Task brief:
Reproduce the rows below word for word, starting at the first one and ending after the line that contains "Query: boulder".

Data lines:
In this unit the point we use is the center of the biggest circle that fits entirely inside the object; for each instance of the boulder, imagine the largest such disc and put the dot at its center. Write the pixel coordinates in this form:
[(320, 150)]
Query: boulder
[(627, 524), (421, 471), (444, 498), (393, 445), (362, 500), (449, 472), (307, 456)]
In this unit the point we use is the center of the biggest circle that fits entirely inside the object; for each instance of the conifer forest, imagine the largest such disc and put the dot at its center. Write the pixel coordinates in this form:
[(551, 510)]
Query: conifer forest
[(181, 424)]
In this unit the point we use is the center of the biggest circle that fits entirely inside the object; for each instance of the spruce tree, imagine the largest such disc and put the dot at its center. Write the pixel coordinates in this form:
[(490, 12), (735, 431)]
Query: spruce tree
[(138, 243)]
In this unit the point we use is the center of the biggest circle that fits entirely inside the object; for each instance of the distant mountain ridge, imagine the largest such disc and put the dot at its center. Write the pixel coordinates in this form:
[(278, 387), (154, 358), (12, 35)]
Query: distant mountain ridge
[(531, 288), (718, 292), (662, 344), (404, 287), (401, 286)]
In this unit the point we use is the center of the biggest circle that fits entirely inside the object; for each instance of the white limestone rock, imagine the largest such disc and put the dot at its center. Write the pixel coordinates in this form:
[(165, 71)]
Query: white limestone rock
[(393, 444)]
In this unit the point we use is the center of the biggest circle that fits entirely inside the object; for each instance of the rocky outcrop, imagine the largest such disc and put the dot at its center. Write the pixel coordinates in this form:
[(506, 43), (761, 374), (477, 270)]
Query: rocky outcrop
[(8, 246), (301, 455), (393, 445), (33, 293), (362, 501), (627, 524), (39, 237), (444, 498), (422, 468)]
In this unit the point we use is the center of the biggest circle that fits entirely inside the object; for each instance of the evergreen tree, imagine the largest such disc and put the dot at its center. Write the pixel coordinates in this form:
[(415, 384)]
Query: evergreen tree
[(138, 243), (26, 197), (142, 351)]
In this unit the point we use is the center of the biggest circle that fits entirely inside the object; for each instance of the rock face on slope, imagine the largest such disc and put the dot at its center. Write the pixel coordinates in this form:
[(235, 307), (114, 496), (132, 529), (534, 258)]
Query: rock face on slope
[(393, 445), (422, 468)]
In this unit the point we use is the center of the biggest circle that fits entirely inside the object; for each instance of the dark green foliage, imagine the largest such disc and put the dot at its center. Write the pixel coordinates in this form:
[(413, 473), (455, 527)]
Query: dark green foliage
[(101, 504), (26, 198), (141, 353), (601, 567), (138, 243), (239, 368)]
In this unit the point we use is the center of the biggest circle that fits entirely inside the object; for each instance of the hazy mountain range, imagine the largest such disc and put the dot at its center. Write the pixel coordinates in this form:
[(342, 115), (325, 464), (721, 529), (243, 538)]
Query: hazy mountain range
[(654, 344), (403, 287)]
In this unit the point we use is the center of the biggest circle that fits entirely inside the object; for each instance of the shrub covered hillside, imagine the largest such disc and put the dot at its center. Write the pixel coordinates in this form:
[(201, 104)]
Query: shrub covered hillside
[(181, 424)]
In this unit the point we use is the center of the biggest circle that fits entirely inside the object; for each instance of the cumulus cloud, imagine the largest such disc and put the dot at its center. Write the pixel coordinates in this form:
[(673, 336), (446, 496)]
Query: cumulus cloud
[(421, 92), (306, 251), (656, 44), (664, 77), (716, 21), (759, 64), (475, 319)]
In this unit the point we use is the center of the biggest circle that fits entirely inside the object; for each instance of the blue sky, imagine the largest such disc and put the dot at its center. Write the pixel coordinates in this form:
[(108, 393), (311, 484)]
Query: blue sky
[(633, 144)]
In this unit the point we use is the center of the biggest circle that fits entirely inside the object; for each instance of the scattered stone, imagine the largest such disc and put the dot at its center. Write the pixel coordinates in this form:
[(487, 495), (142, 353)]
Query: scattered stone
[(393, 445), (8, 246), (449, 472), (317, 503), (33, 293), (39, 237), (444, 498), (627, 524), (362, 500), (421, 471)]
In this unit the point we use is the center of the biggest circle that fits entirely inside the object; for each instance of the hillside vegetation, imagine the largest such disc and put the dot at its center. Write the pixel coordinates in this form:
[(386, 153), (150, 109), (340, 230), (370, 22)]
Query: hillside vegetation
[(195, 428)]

Task answer:
In this unit the point we use is the center of the biggest circle that fits entirely inside the object; for each instance of the boulder, imagine the largest such disc and put the dot at its center. Write the pixel coordinates in this form:
[(320, 150)]
Query: boulder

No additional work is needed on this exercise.